## Set of tasks
a. Return the passage of the mammogram article between "According to the" and "tested more frequently.", inclusive, copying it word for word.
b. Translate this sentence from the mammogram article into Spanish: "Family history dictates when your doctor will recommend it’s time to start."

## Passage shown
Dina Pugliese wants you to look after yourself.
On Monday, the "Breakfast Televison" host took to Instagram to share a selfie alongside a candid message about getting her "first mammogram."
In the photo, the 48-year-old looked at the camera in a black mask and white patterned top. Her long, dirty blonde locks fell past her shoulders as she sat in what appeared to be a hospital waiting room.
In the caption, the Toronto-based host opened up about the "stress" associated with the scan, and why it's important to take care of yourself.
"Had my first mammogram. I didn’t really know what to expect. I will say the stress (thinking about what might be), far outweighs any discomfort felt during the actual scanning. Had a biopsy in high school and that was far worse. Family history dictates when your doctor will recommend it’s time to start. With so much happening all of the time (and putting others first), many of us can neglect our own health," she wrote. "This is a reminder to carve out time to practice self-care. Sending much love to the technologists who are there to guide us through it all, day in, day out."
In the comments, fans praised Pugliese for showing the "real" side of life and for reminding her followers to book their test.
"Wishing you all positive vibes and good results, now and from here on. Such an important message and so real, thank you for sharing!" commented a follower.
"It’s very important to have them as uncomfortable as they are. I was very lucky to have detected my breast cancer early so that I could get my treatments and heal," shared someone else.
"This is so brave and important! Early detection saves lives. Really great to see public facing people like you get real about this stuff," added another.
What is a mammogram?
According to the Government of Canada, a mammogram "is an imaging technique that uses X-rays to provide a picture of the internal structure of the breast."
The X-rays can show "abnormal growths or changes in breast tissue" before they can be found by any other method, such as self-examination. As of now, they are the only technique proven to be both safe and effective in screening for breast cancer.
Who needs to get a mammogram?
The Canadian Cancer Society recommends that women between the ages of 40 to 49 to talk to their doctors about the benefits and risks of mammography, and have a mammogram every two years starting at age 50.
Also, if you have a family history associated with breast cancer, you may want to speak with a health professional about screening earlier than the age of 50 or getting tested more frequently.

Stored data entries

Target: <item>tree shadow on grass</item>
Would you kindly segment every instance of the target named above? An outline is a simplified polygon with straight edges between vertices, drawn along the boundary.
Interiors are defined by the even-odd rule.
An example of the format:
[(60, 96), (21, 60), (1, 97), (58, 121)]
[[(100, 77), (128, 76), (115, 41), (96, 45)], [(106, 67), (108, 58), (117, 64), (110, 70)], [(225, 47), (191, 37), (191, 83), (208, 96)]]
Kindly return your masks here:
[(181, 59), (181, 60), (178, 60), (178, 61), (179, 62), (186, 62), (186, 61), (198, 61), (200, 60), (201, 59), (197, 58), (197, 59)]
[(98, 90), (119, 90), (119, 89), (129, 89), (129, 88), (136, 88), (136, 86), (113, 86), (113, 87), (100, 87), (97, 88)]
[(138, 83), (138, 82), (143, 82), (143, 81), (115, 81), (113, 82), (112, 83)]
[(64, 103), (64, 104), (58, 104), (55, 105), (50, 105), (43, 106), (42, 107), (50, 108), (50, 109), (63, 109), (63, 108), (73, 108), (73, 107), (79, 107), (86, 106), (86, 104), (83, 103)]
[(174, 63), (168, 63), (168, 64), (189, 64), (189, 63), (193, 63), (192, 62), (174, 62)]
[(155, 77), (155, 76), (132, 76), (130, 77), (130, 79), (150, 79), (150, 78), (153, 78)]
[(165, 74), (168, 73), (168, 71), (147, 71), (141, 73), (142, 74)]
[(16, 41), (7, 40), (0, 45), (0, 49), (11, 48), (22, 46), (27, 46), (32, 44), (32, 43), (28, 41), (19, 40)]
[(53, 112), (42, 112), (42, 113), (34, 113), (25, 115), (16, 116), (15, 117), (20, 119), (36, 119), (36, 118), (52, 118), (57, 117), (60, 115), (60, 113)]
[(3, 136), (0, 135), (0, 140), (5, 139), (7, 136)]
--
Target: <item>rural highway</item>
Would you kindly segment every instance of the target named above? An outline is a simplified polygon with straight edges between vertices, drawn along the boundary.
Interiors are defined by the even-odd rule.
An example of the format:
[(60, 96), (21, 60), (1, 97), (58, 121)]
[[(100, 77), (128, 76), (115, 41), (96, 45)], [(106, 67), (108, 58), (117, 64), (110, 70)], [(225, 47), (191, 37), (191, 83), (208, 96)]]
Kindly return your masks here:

## Results of the tasks
a.
According to the Government of Canada, a mammogram "is an imaging technique that uses X-rays to provide a picture of the internal structure of the breast."
The X-rays can show "abnormal growths or changes in breast tissue" before they can be found by any other method, such as self-examination. As of now, they are the only technique proven to be both safe and effective in screening for breast cancer.
Who needs to get a mammogram?
The Canadian Cancer Society recommends that women between the ages of 40 to 49 to talk to their doctors about the benefits and risks of mammography, and have a mammogram every two years starting at age 50.
Also, if you have a family history associated with breast cancer, you may want to speak with a health professional about screening earlier than the age of 50 or getting tested more frequently.

b. Los antecedentes familiares determinan cuándo tu médico te recomendará que es hora de empezar.